- [Material for this task]:
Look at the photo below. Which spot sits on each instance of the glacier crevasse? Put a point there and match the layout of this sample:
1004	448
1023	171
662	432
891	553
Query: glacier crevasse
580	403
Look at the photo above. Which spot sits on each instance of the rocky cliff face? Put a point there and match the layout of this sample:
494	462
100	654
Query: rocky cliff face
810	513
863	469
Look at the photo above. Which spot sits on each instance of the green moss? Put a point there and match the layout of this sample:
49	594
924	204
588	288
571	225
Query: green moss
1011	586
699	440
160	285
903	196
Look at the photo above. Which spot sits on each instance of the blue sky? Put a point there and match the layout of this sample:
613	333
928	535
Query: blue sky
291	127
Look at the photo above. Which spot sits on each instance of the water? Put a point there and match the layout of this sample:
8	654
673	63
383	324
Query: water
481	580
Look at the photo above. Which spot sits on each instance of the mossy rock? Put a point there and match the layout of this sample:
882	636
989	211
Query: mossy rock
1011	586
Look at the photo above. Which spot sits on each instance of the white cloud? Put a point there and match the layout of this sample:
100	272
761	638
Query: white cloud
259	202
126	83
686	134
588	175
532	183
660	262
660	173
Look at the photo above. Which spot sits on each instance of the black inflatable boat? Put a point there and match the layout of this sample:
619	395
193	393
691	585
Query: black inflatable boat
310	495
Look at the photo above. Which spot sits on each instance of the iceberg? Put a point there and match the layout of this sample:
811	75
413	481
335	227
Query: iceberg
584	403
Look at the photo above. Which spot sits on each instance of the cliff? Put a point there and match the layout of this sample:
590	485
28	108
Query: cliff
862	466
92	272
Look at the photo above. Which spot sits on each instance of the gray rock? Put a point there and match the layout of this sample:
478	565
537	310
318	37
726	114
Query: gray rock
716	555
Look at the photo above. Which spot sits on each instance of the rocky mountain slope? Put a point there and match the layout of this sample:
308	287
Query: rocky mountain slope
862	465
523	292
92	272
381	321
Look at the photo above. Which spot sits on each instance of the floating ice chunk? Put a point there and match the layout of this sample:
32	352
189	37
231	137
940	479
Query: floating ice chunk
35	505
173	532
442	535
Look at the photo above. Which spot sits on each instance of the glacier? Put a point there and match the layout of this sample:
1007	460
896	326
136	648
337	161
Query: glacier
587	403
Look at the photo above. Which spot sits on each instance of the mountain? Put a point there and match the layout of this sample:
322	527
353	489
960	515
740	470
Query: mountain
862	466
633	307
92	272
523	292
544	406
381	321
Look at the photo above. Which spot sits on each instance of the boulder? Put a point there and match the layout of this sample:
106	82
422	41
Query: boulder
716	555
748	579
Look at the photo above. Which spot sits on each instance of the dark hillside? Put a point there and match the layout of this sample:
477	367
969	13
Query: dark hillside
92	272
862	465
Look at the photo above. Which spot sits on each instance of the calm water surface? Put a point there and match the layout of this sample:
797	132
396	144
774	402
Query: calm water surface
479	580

- [Written exercise]:
All lines from the one that contains "of the boulder?" through the end of the material are to be quoted exactly, with both ends included.

- [Solution for this exercise]:
Look at the photo above. Which spot sits on each instance of the boulder? Put a point there and match the layout of this sample:
106	82
422	41
Query: boulder
716	555
748	579
Look at the photo above. Which spot sits on each instance of the dark hillside? Put a point there and match the layout of this sample:
477	367
969	13
Query: dark hillside
92	272
862	465
Look at the photo above. Which spot sits on each instance of the calm water surface? Put a point there and match the layout of this sample:
797	132
396	144
774	402
Query: calm water surface
479	580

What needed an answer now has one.